_To do:_
Exactly and only the lines from the first entry through the line with "Question. Mark every instance of the white yogurt" should be copied, both ends included, with no pictures.

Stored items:
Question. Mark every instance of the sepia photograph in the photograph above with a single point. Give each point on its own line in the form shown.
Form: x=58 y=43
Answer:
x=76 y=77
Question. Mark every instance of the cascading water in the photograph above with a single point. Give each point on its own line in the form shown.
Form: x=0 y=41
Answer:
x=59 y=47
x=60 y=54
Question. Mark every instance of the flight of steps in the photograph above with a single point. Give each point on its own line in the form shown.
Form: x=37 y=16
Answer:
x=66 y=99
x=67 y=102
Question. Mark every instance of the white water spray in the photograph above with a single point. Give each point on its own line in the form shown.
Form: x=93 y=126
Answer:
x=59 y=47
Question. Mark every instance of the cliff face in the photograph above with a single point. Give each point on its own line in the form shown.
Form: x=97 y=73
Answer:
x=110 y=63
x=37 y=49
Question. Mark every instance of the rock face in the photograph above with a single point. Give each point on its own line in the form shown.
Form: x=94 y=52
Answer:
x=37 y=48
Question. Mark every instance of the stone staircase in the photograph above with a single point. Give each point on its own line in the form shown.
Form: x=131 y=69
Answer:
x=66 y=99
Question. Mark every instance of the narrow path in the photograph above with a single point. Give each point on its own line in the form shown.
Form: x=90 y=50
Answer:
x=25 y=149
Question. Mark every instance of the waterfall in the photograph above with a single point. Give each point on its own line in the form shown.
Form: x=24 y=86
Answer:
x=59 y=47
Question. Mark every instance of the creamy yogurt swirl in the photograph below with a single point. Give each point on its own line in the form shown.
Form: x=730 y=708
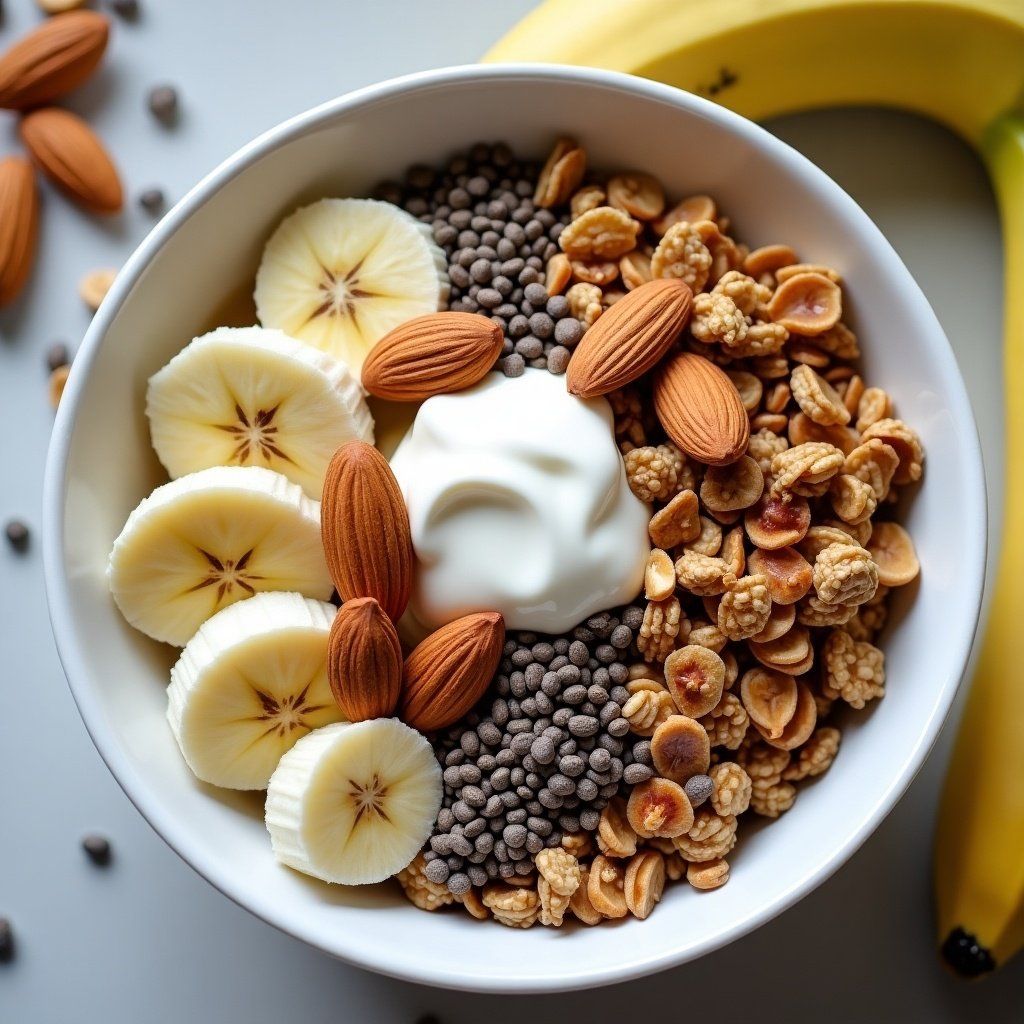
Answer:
x=518 y=504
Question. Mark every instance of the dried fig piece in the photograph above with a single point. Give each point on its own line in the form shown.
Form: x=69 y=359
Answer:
x=680 y=749
x=807 y=303
x=892 y=550
x=659 y=576
x=738 y=485
x=788 y=573
x=779 y=623
x=604 y=888
x=801 y=724
x=659 y=808
x=695 y=677
x=644 y=883
x=770 y=699
x=777 y=521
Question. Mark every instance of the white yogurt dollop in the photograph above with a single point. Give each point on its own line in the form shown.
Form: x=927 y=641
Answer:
x=518 y=504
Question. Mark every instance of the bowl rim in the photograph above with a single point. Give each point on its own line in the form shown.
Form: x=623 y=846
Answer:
x=61 y=612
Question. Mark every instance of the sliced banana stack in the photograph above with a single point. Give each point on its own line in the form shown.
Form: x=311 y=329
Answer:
x=353 y=803
x=254 y=396
x=250 y=684
x=342 y=272
x=210 y=539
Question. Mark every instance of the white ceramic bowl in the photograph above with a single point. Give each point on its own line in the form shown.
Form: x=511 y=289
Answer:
x=100 y=465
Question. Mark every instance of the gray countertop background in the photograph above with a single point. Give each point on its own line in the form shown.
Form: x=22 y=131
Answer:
x=146 y=939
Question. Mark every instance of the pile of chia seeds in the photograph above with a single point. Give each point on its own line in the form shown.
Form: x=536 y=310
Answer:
x=541 y=755
x=498 y=244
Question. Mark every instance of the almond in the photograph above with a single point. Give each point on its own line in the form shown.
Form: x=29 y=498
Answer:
x=54 y=58
x=450 y=671
x=18 y=225
x=368 y=544
x=432 y=354
x=630 y=337
x=364 y=660
x=700 y=409
x=68 y=151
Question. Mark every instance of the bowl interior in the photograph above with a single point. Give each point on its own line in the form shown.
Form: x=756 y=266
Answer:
x=204 y=256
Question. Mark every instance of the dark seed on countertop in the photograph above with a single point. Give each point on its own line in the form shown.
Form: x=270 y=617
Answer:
x=17 y=535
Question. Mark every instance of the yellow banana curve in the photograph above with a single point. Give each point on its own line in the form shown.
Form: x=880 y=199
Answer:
x=960 y=62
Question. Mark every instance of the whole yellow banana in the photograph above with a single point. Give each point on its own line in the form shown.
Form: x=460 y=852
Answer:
x=962 y=62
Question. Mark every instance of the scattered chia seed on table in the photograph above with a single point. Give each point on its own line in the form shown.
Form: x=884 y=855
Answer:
x=498 y=244
x=542 y=755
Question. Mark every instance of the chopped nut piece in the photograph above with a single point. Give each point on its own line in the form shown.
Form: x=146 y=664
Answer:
x=604 y=887
x=701 y=574
x=682 y=254
x=710 y=838
x=653 y=473
x=787 y=574
x=815 y=757
x=695 y=677
x=680 y=749
x=638 y=194
x=806 y=469
x=603 y=232
x=906 y=443
x=659 y=629
x=513 y=906
x=777 y=520
x=726 y=488
x=873 y=463
x=893 y=552
x=770 y=699
x=420 y=890
x=817 y=398
x=580 y=902
x=726 y=723
x=658 y=807
x=845 y=573
x=802 y=724
x=732 y=788
x=875 y=404
x=712 y=875
x=659 y=577
x=744 y=608
x=615 y=837
x=717 y=320
x=644 y=883
x=678 y=522
x=585 y=302
x=854 y=670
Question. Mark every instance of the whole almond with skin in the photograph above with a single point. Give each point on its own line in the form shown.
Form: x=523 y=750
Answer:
x=436 y=353
x=368 y=544
x=70 y=154
x=18 y=225
x=700 y=410
x=51 y=60
x=629 y=338
x=450 y=671
x=364 y=660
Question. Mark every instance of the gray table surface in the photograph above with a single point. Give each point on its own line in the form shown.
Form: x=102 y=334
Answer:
x=146 y=939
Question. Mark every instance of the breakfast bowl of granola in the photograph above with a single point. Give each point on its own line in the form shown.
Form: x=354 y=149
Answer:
x=562 y=534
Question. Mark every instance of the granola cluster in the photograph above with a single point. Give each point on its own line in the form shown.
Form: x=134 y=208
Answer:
x=769 y=579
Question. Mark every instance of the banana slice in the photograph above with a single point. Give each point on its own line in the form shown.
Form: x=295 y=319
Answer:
x=342 y=272
x=250 y=684
x=354 y=803
x=254 y=396
x=210 y=539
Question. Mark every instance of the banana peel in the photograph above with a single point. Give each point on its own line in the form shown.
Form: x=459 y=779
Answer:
x=960 y=62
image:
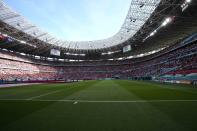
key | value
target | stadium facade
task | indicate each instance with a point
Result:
(158, 40)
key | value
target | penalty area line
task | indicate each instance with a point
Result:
(98, 101)
(45, 94)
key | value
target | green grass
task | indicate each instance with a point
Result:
(102, 106)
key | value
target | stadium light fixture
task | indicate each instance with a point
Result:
(166, 21)
(188, 1)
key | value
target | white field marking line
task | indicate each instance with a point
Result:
(49, 93)
(94, 101)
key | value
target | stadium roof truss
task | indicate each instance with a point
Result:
(138, 14)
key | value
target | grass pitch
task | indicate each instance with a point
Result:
(99, 106)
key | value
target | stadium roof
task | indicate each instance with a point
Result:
(139, 12)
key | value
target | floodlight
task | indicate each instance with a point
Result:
(166, 21)
(188, 1)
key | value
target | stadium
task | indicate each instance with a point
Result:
(143, 78)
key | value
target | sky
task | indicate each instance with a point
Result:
(74, 20)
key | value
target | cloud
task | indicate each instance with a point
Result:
(77, 19)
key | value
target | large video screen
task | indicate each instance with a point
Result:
(126, 48)
(55, 52)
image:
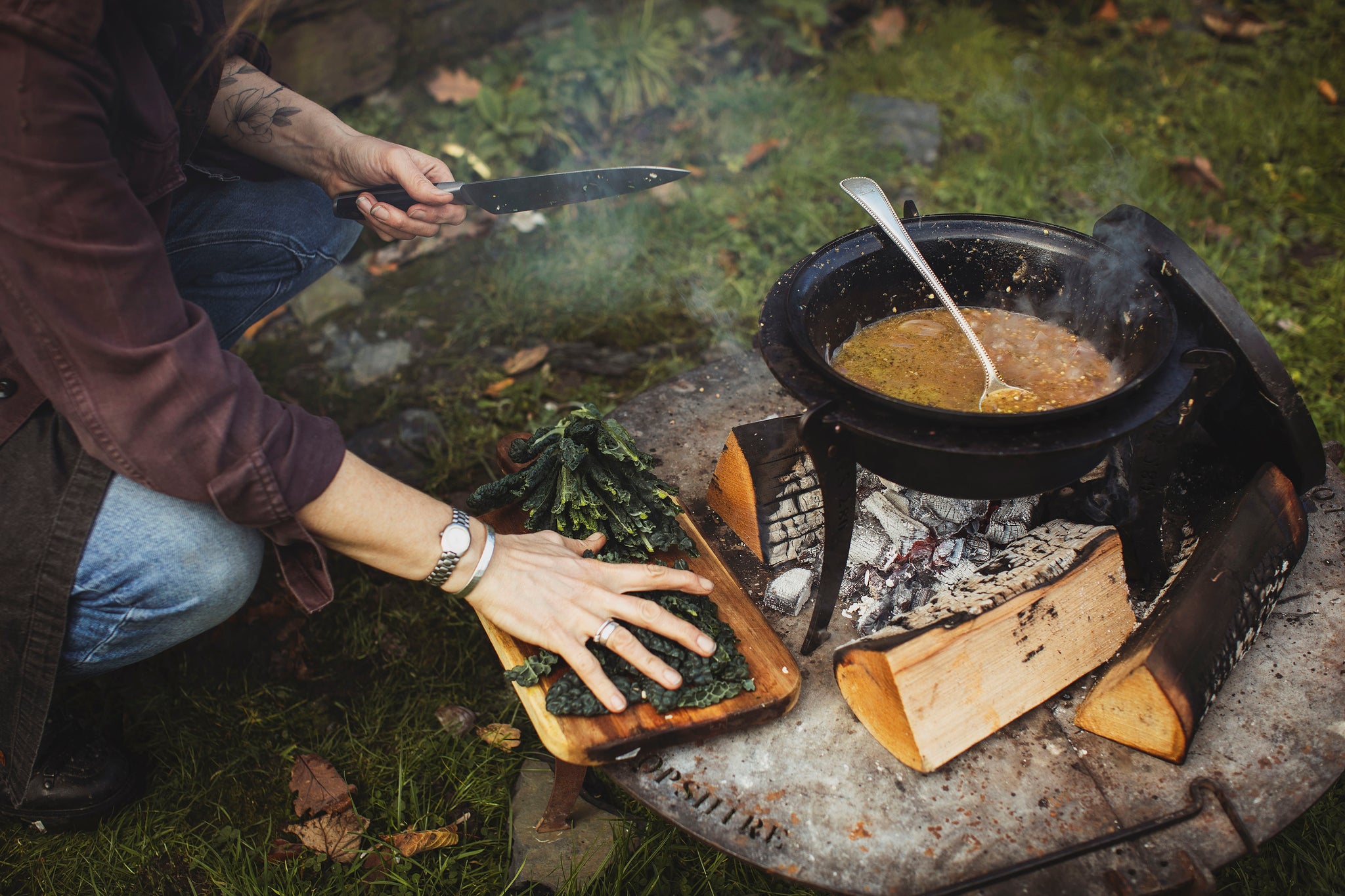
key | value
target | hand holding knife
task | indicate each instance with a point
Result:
(523, 194)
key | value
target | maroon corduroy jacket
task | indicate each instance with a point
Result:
(91, 151)
(102, 366)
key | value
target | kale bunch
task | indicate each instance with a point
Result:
(586, 476)
(705, 680)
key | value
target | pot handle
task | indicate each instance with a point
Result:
(1261, 410)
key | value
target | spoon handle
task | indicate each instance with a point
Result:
(871, 196)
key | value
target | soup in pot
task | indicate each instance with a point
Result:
(923, 358)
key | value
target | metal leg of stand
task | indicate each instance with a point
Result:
(565, 793)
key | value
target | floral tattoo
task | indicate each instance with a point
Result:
(254, 112)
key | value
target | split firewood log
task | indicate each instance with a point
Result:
(1155, 695)
(1047, 610)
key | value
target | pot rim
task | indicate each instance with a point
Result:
(795, 313)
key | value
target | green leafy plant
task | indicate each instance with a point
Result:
(585, 476)
(705, 680)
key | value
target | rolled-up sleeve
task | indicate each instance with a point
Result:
(89, 308)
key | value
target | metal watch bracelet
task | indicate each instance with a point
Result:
(450, 558)
(482, 562)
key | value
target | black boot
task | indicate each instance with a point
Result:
(81, 775)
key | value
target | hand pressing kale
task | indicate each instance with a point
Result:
(705, 680)
(586, 476)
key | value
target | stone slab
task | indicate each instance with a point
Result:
(816, 798)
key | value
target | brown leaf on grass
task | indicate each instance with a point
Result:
(526, 359)
(334, 834)
(1153, 27)
(1223, 23)
(499, 386)
(456, 720)
(728, 263)
(250, 333)
(282, 851)
(759, 151)
(499, 735)
(417, 842)
(885, 27)
(452, 86)
(1196, 171)
(721, 23)
(376, 863)
(319, 786)
(1214, 230)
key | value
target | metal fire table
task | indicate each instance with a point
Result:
(816, 798)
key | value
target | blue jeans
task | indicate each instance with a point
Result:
(158, 570)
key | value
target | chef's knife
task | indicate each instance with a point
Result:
(523, 194)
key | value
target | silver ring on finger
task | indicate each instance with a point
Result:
(606, 631)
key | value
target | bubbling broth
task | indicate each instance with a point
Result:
(923, 358)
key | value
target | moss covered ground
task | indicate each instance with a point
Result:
(1046, 113)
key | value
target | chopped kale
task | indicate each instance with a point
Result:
(705, 680)
(586, 476)
(533, 670)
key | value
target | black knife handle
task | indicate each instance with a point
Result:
(343, 205)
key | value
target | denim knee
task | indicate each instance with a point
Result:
(156, 571)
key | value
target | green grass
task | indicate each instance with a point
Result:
(1046, 114)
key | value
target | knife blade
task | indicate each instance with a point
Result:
(523, 194)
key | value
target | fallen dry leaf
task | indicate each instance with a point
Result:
(455, 720)
(1234, 24)
(250, 333)
(319, 786)
(722, 24)
(452, 86)
(495, 389)
(282, 851)
(759, 151)
(1214, 230)
(417, 842)
(728, 263)
(1196, 171)
(1107, 12)
(526, 359)
(1153, 27)
(885, 27)
(334, 834)
(500, 735)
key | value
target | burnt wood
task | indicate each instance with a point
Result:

_Response:_
Question. Mark every instance of the sepia photograph in the photograph above with a single point. Give each point on its own line in the form shown.
Form: x=58 y=43
Answer:
x=76 y=77
Question. Mark every instance of the cascading water in the photograph above with a single point. Give each point on its own line in the form shown.
Form: x=0 y=41
Answer:
x=59 y=47
x=60 y=54
Question. Mark every instance of the flight of steps in the photograph above with a single point. Give each point on its own line in the form shown.
Form: x=37 y=16
Answer:
x=66 y=99
x=67 y=102
Question. Mark every instance of the white water spray in the photograph above with a single point. Give each point on its own line in the form shown.
Form: x=93 y=126
Answer:
x=59 y=47
Question. Mark every instance of the cliff face in the photograph above with a single point. Give each point on its own line in the form shown.
Form: x=97 y=73
Answer:
x=110 y=63
x=37 y=49
Question. Mark every instance of the rock face in the photograph above with a single point. Give each point on its own line in the form shown.
Form: x=94 y=52
Answer:
x=37 y=48
Question. Mark every instance of the stone staircase in the photograph above with a single point. Give each point on its own line in the form shown.
Form: x=131 y=69
Answer:
x=66 y=99
Question. Mark every instance of the narrow path in the photograph above with a single point. Give each point on its own line in the form shown.
Form: x=90 y=50
Answer:
x=25 y=149
Question. Mark every instance of the waterfall in the photograph above with a single point. Give each point on its own line in the form shown.
Form: x=24 y=86
Answer:
x=59 y=47
Question. Mark every instance of the creamy yogurt swirl in the photograph below with a single point. Give each point on its own line in the form shown.
Form: x=730 y=708
Answer:
x=518 y=504
Question. Mark every instance of the dried fig piece in the photograph above with a single point. Give each point on its own line in the form shown.
Form: x=69 y=359
Answer:
x=680 y=749
x=807 y=303
x=892 y=550
x=659 y=576
x=738 y=485
x=788 y=573
x=779 y=623
x=604 y=888
x=801 y=724
x=659 y=808
x=695 y=677
x=644 y=883
x=770 y=699
x=777 y=521
Question. Mark every instance of the white yogurt dollop in the photograph above with a single point. Give each point on its own line in the form shown.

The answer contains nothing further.